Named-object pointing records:
— Begin —

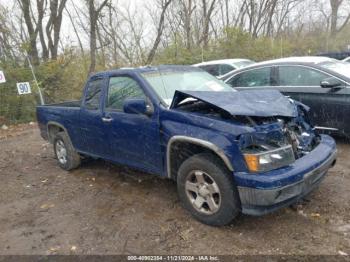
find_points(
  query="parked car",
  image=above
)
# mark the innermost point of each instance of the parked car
(321, 83)
(228, 151)
(347, 59)
(221, 67)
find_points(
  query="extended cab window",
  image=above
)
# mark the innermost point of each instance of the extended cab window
(252, 78)
(121, 88)
(300, 76)
(93, 93)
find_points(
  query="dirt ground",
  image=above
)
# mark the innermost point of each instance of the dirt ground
(105, 209)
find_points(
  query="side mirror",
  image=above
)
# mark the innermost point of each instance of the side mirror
(137, 106)
(331, 82)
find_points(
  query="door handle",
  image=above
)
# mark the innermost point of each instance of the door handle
(107, 119)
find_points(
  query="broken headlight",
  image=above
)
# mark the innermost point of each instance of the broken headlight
(269, 160)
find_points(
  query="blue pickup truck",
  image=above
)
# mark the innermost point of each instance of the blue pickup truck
(229, 152)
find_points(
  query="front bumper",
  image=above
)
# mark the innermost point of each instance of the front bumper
(270, 191)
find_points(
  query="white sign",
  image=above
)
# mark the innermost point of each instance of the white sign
(2, 77)
(23, 88)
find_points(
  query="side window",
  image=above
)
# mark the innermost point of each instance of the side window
(224, 69)
(299, 76)
(121, 88)
(93, 93)
(211, 69)
(252, 78)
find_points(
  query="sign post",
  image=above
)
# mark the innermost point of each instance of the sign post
(2, 77)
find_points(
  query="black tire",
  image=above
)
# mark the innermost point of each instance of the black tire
(228, 198)
(72, 157)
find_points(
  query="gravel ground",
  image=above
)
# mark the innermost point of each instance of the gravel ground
(101, 208)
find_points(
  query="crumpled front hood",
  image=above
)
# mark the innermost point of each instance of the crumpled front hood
(261, 103)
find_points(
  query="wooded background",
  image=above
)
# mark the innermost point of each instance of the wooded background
(66, 40)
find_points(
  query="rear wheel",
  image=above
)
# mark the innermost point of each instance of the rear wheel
(65, 153)
(207, 189)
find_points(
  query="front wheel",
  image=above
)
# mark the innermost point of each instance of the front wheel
(207, 189)
(65, 153)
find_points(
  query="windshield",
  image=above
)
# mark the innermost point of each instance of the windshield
(165, 83)
(338, 67)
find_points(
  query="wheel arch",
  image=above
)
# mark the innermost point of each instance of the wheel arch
(173, 165)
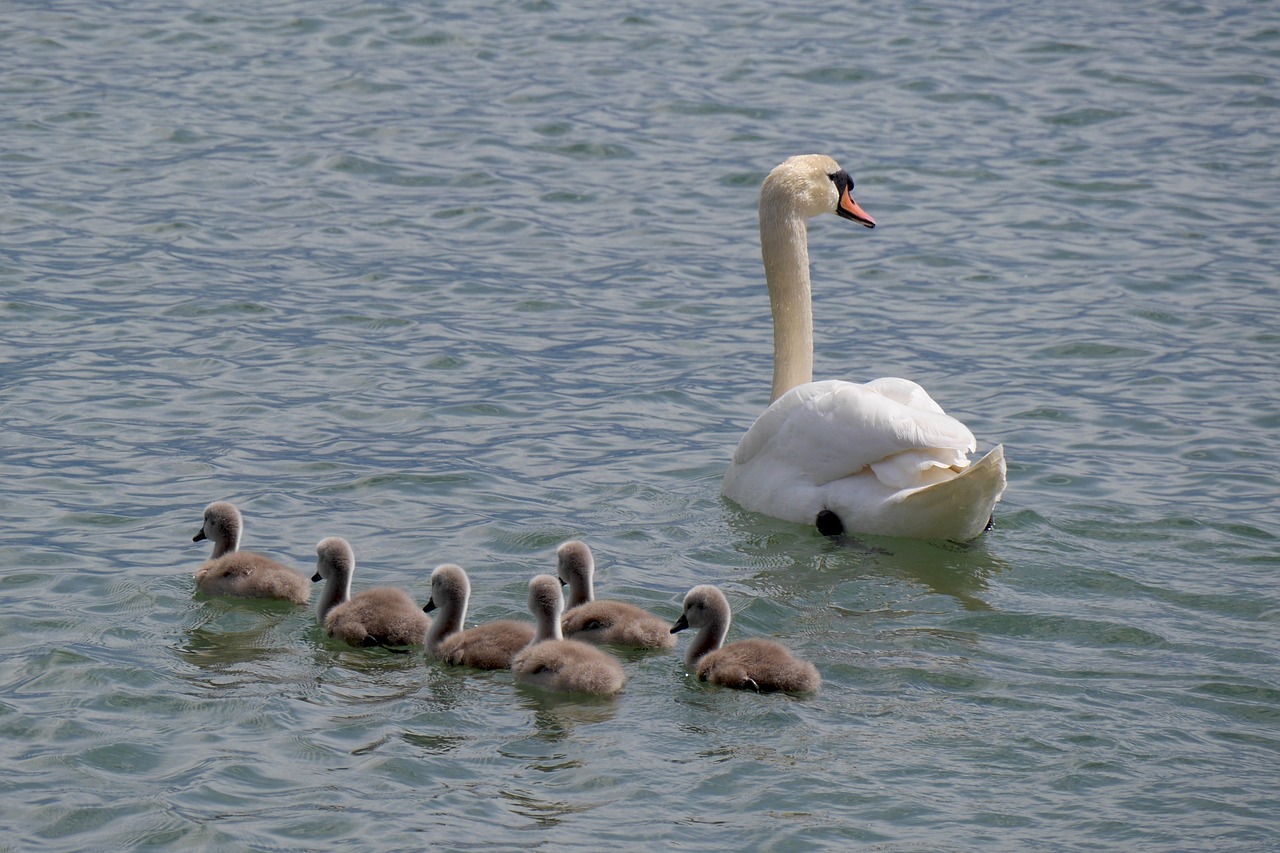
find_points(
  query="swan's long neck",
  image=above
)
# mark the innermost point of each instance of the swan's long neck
(337, 589)
(449, 620)
(709, 638)
(581, 587)
(785, 249)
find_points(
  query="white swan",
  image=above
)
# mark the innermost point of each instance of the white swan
(882, 456)
(231, 571)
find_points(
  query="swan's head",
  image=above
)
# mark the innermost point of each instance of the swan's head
(545, 598)
(222, 525)
(574, 562)
(451, 589)
(810, 185)
(334, 559)
(704, 605)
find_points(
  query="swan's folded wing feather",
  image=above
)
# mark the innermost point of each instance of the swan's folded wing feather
(832, 429)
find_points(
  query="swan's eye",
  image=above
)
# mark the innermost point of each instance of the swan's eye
(841, 179)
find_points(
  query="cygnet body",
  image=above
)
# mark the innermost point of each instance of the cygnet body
(485, 647)
(758, 665)
(383, 616)
(611, 623)
(560, 664)
(231, 571)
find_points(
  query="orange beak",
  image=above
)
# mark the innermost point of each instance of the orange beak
(850, 209)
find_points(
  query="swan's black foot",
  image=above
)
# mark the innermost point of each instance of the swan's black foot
(830, 524)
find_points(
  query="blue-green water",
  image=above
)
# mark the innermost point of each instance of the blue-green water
(460, 282)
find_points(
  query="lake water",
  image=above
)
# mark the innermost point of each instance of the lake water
(462, 281)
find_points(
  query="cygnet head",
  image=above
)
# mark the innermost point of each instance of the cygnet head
(704, 606)
(809, 185)
(334, 560)
(576, 568)
(222, 527)
(451, 591)
(547, 603)
(336, 564)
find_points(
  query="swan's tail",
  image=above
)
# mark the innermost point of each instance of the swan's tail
(959, 509)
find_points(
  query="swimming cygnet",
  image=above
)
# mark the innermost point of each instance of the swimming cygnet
(562, 664)
(231, 571)
(485, 647)
(758, 665)
(383, 616)
(603, 621)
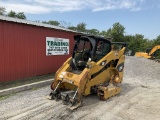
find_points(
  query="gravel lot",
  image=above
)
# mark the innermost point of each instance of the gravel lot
(139, 99)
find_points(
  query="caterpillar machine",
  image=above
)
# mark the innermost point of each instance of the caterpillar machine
(95, 67)
(150, 53)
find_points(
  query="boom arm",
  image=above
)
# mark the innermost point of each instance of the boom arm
(154, 49)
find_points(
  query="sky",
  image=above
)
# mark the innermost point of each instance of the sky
(137, 16)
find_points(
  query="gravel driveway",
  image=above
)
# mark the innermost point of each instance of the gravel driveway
(139, 99)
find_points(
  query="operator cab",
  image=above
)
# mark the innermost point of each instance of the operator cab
(88, 48)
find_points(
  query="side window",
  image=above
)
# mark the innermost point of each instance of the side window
(80, 46)
(102, 48)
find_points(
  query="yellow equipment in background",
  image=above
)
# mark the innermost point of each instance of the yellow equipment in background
(150, 53)
(93, 68)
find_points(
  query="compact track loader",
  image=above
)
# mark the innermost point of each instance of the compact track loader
(150, 53)
(95, 67)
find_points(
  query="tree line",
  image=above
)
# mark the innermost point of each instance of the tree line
(117, 32)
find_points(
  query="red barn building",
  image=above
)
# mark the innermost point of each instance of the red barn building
(23, 48)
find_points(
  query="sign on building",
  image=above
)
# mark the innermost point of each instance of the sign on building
(57, 46)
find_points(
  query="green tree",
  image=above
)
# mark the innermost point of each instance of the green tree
(21, 15)
(117, 32)
(81, 27)
(72, 28)
(2, 10)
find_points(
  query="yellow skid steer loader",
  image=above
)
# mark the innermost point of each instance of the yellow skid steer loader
(95, 67)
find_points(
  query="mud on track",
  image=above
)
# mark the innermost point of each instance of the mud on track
(139, 99)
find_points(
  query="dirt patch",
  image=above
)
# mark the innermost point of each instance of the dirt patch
(15, 83)
(139, 99)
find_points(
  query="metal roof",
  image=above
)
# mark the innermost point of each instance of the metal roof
(6, 18)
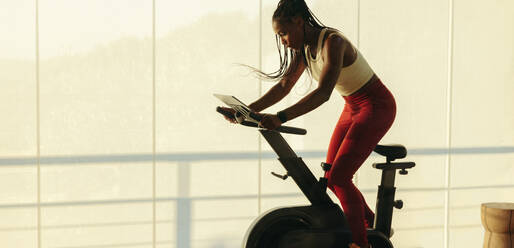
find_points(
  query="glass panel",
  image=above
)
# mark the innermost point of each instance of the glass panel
(482, 75)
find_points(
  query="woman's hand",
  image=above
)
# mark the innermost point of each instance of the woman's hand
(270, 121)
(231, 110)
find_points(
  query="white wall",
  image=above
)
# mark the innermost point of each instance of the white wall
(109, 135)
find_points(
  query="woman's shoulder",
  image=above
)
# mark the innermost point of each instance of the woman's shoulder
(333, 36)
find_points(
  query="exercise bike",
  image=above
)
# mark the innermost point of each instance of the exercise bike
(323, 223)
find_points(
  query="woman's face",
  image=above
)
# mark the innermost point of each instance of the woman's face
(290, 32)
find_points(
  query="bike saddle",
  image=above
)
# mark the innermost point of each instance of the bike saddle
(392, 152)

— End —

Short task:
The records above must be echoed exactly, minus their pictures.

Exercise response:
find_points(
  query="parked car",
  image=above
)
# mark the innermost point of each instance of the parked car
(321, 83)
(228, 151)
(347, 59)
(221, 67)
find_points(
  query="extended cab window",
  image=above
)
# mark the innermost point of each instance of the extended cab window
(252, 78)
(121, 88)
(300, 76)
(93, 93)
find_points(
  query="dirt ground",
  image=above
)
# mark the innermost point of each instance of the dirt ground
(105, 209)
find_points(
  query="side mirror",
  image=above
)
# mark the innermost point of each instance of the side mirror
(137, 106)
(331, 82)
find_points(
  query="door handle",
  image=above
)
# mark the innermost point of each instance of the door handle
(107, 119)
find_points(
  query="broken headlight",
  image=above
)
# mark the innermost point of each instance of the broken headlight
(269, 160)
find_points(
  query="blue pickup truck",
  image=above
)
# mark the innermost point of each instance of the blue pickup truck
(229, 152)
find_points(
  query="front bumper",
  image=above
)
# mark the innermost point of each instance of the front bumper
(270, 191)
find_points(
  query="white sign",
  image=above
)
# mark the innermost point of each instance of the white sign
(2, 77)
(23, 88)
find_points(
  query="side window",
  image=above
)
# mark the innermost point of each instance of the side window
(224, 69)
(299, 76)
(121, 88)
(93, 93)
(211, 69)
(252, 78)
find_points(
  query="sign post",
  image=above
)
# mark the innermost point of each instance of the sign post
(2, 77)
find_points(
  query="black tire",
  image=above
)
# mark the innermost point of each instance of the black tire
(228, 198)
(72, 157)
find_points(
  query="gravel ground",
  image=above
)
# mark the innermost point of each instance of the gravel ground
(101, 208)
find_points(
  query="crumpled front hood",
  image=above
)
# mark the innermost point of each instance of the crumpled front hood
(261, 103)
find_points(
  query="wooded background",
  image=above
)
# mark the innermost point of each instance of the wooded background
(66, 40)
find_points(
  query="rear wheel",
  image=above
)
# mark the innermost point of each instance of the rear wheel
(65, 153)
(207, 189)
find_points(
  query="front wheel",
  image=above
)
# mark the innermost point of each instance of the front wheel
(207, 189)
(65, 153)
find_points(
  query="windshield",
  image=above
)
# mark the innermost point of each instance of the windshield
(165, 83)
(338, 67)
find_points(
  query="wheel arch",
  image=above
)
# mark the innermost point of each instance of the wheel arch
(173, 165)
find_points(
  query="swan's long neck",
  image=above
)
# mark the innermost point of each instance of the swan's long neck
(337, 589)
(449, 620)
(709, 638)
(581, 587)
(785, 249)
find_points(
  query="white swan",
  image=above
)
# mark the innermost point of each instance of the white swan
(882, 456)
(231, 571)
find_points(
  query="swan's head",
  image=above
)
# mark the innermost point of each instance of the swan's head
(545, 598)
(222, 525)
(574, 562)
(451, 589)
(810, 185)
(334, 559)
(704, 605)
find_points(
  query="swan's folded wing feather",
  image=above
)
# mark the innermost point of each instance of the swan's folded wing feather
(832, 429)
find_points(
  query="swan's eye",
  image=above
)
# mark the innermost point of each instance of the swan's eye
(841, 179)
find_points(
  query="cygnet body",
  image=above
)
# mark the innermost point of each instance of the cygnet body
(485, 647)
(758, 665)
(383, 616)
(611, 623)
(560, 664)
(231, 571)
find_points(
  query="orange beak",
  image=above
)
# mark the innermost point of each instance of the orange beak
(850, 209)
find_points(
  query="swan's black foot",
  image=above
)
# mark the innermost point of each instance of the swan's black foot
(830, 524)
find_points(
  query="blue-green water",
  image=above
)
# mark the innermost point of each instance of the blue-green water
(460, 282)
find_points(
  query="lake water",
  image=above
)
# mark the innermost point of each instance of the lake water
(462, 281)
find_points(
  query="cygnet head",
  image=above
)
# mark the innermost point of each instance of the cygnet head
(704, 606)
(809, 185)
(334, 560)
(576, 568)
(222, 527)
(451, 591)
(547, 603)
(336, 564)
find_points(
  query="swan's tail",
  image=above
)
# mark the innermost point of each instance of the swan's tail
(959, 509)
find_points(
  query="swimming cygnet",
  image=above
)
# mark the innermost point of each instance of the swimming cygnet
(562, 664)
(231, 571)
(485, 647)
(758, 665)
(383, 616)
(603, 621)
find_points(
  query="gravel lot",
  image=above
)
# mark the innermost point of each instance of the gravel lot
(139, 99)
find_points(
  query="caterpillar machine",
  image=above
)
# mark the innermost point of each instance of the caterpillar machine
(95, 67)
(150, 53)
find_points(
  query="boom arm",
  image=above
)
# mark the innermost point of each instance of the boom arm
(154, 49)
find_points(
  query="sky",
  image=above
)
# mark the innermost point of each instance of the sky
(137, 16)
find_points(
  query="gravel driveway",
  image=above
)
# mark the innermost point of each instance of the gravel driveway
(139, 99)
find_points(
  query="operator cab",
  image=above
)
# mark the innermost point of each instance of the operator cab
(88, 48)
find_points(
  query="side window",
  image=above
)
# mark the innermost point of each instance of the side window
(80, 46)
(102, 48)
find_points(
  query="yellow equipment in background",
  image=above
)
# mark the innermost point of each instance of the yellow equipment in background
(150, 53)
(93, 68)
find_points(
  query="compact track loader",
  image=above
)
# mark the innermost point of each instance of the compact track loader
(150, 53)
(95, 67)
find_points(
  query="tree line",
  image=above
)
# mark the innermost point of each instance of the tree line
(117, 32)
find_points(
  query="red barn building",
  image=above
)
# mark the innermost point of each instance of the red barn building
(23, 48)
find_points(
  query="sign on building",
  image=above
)
# mark the innermost point of each instance of the sign on building
(57, 46)
find_points(
  query="green tree",
  image=above
)
# mark the innermost point of each instance of the green tree
(21, 15)
(117, 32)
(81, 27)
(72, 28)
(2, 10)
find_points(
  query="yellow skid steer loader",
  image=above
)
# mark the innermost point of each instance of the yellow skid steer loader
(95, 67)
find_points(
  query="mud on track",
  image=above
)
# mark the innermost point of each instance of the mud on track
(139, 99)
find_points(
  query="dirt patch",
  image=above
)
# mark the innermost point of each instance of the dirt patch
(15, 83)
(139, 99)
find_points(
  query="metal roof",
  image=above
)
# mark the innermost point of each instance of the metal roof
(6, 18)
find_points(
  query="glass panel",
  image=above
)
# mark the innermost point of each instance of the glass panel
(482, 75)
find_points(
  query="woman's hand",
  image=above
)
# mark the innermost point of each instance of the woman's hand
(270, 121)
(231, 110)
find_points(
  query="white wall",
  image=above
)
# mark the innermost point of each instance of the white wall
(109, 135)
find_points(
  query="woman's shoulder",
  image=above
)
# mark the innermost point of each instance of the woman's shoulder
(333, 36)
find_points(
  query="exercise bike",
  image=above
)
# mark the innermost point of each instance of the exercise bike
(323, 223)
find_points(
  query="woman's face",
  image=above
)
# mark the innermost point of each instance of the woman's face
(290, 32)
find_points(
  query="bike saddle",
  image=above
)
# mark the innermost point of each instance of the bike saddle
(392, 152)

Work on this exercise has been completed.